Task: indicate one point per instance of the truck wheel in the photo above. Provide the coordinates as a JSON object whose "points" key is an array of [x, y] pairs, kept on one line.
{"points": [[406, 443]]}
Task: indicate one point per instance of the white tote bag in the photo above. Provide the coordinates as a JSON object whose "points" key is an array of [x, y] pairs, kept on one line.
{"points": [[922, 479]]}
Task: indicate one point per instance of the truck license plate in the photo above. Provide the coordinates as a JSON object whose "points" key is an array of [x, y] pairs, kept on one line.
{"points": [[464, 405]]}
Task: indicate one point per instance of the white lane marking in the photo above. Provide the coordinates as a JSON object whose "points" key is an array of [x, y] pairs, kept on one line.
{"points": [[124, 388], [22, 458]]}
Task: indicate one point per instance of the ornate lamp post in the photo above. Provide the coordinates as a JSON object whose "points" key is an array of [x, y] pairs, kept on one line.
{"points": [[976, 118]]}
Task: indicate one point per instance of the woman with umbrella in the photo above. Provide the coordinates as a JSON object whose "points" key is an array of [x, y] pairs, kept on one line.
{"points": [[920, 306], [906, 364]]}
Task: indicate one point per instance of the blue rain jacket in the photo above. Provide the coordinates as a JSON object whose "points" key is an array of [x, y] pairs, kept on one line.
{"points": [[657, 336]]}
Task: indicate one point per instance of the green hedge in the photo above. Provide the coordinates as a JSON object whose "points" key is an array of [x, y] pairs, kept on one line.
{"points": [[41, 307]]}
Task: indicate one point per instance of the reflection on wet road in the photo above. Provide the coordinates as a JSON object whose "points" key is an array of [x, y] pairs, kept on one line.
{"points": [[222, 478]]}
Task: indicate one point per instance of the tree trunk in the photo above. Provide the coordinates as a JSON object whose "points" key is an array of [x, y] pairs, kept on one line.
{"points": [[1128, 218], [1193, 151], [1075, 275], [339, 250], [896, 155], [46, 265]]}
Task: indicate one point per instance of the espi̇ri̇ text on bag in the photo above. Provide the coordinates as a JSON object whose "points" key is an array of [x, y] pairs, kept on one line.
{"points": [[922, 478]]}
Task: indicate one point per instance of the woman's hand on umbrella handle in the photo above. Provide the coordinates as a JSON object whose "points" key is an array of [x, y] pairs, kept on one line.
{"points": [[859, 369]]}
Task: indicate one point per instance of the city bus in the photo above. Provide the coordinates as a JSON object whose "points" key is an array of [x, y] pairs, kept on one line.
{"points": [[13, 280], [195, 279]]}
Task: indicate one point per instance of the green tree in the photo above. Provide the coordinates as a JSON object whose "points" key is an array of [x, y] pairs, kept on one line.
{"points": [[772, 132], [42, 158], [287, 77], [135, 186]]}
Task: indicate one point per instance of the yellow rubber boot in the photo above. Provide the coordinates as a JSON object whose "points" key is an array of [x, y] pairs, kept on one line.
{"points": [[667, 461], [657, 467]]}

════

OBJETIVO => Convierte todas las líneas anteriores en una tabla Markdown con dos columnas, «N.º» para el número de fila y «Línea» para el texto, y deja fuera las líneas en blanco.

RESULTADO DEL EJERCICIO =>
| N.º | Línea |
|---|---|
| 1 | Task: indicate one point per instance of the truck wheel in the photo above. Provide the coordinates as a JSON object whose "points" key is an array of [x, y] pairs, kept on one line. |
| 2 | {"points": [[406, 443]]} |
| 3 | Task: indicate one point per instance of the white tote bag in the photo above. Provide the coordinates as a JSON object whose "points" key is an array of [x, y] pairs, kept on one line. |
| 4 | {"points": [[922, 479]]} |
| 5 | Task: indicate one point per instance of the truck license plate in the photo above. Provide the coordinates as a JSON object whose "points" key is an array of [x, y] pairs, kept on one line. |
| 6 | {"points": [[464, 405]]} |
| 7 | Task: indicate one point per instance of the white lane marking in the photo above. Provide the coordinates as a JSON object whose "points" key is an array of [x, y] pairs, kept on one line. |
| 8 | {"points": [[124, 388], [22, 458]]} |
| 9 | Task: indicate one point per instance of the ornate lamp post in the photo above. Provide the coordinates as a JSON object whose "points" key is an array of [x, y] pairs, kept on one line. |
| 10 | {"points": [[976, 118]]} |
| 11 | Task: indicate one point per instance of the woman with umbrella in the photo above. Provide the coordinates as a JSON object whose "points" key is an array of [x, y] pairs, kept on one line. |
| 12 | {"points": [[920, 306], [906, 364]]} |
| 13 | Task: indicate one point per instance of the blue rain jacket in the photo above. Provide the coordinates as a JSON object whose "points" key is an array of [x, y] pairs, kept on one line. |
| 14 | {"points": [[657, 336]]} |
| 15 | Task: indicate one point per instance of the green hedge in the photo above. Provide the coordinates as a JSON object whose "points" key is an array of [x, y] pairs, kept on one line. |
| 16 | {"points": [[41, 307]]} |
| 17 | Task: indicate one point per instance of the reflection on wet road in the photo above. Provide the coordinates as a JSON object whose "points" key is an array of [x, y] pairs, kept on one line. |
| 18 | {"points": [[222, 478]]} |
| 19 | Task: indicate one point per instance of the tree trunk in the photo above. Provide the coordinates as a JSON object whose "points" key is an array of [x, y] pairs, kept on one line. |
| 20 | {"points": [[1128, 218], [1193, 151], [1075, 275], [339, 250], [896, 155], [46, 265]]} |
| 21 | Task: indicate one point per instance of the espi̇ri̇ text on bag in the photo above. Provide the coordinates as a JSON object whose "points" key is an array of [x, y] pairs, kept on one line. |
| 22 | {"points": [[922, 478]]} |
| 23 | Task: indicate one point per instance of the woman's hand on umbrella handle in the photo above. Provide the coordinates as a JSON object whose "points" key is an array of [x, y] pairs, kept on one line. |
| 24 | {"points": [[859, 369]]} |
| 25 | Task: indicate one point per instance of the city bus in the photo above. Provide the coordinates as a JSON object whose "points" key is an array of [x, y] pairs, kept on one line. |
| 26 | {"points": [[13, 280], [195, 279]]} |
| 27 | Task: indicate one point per instance of the green tree in the photo above. Provide the coordinates as a JSON object whose "points" key is an array of [x, y] pairs, kept on one line. |
| 28 | {"points": [[772, 132], [42, 158], [287, 77], [135, 186]]} |
| 29 | Task: indicate one point per instance of the yellow rubber boot in the photo above. Provide the coordinates as a JSON object whose "points" key is an array of [x, y] pairs, kept on one line. |
| 30 | {"points": [[667, 461], [657, 467]]} |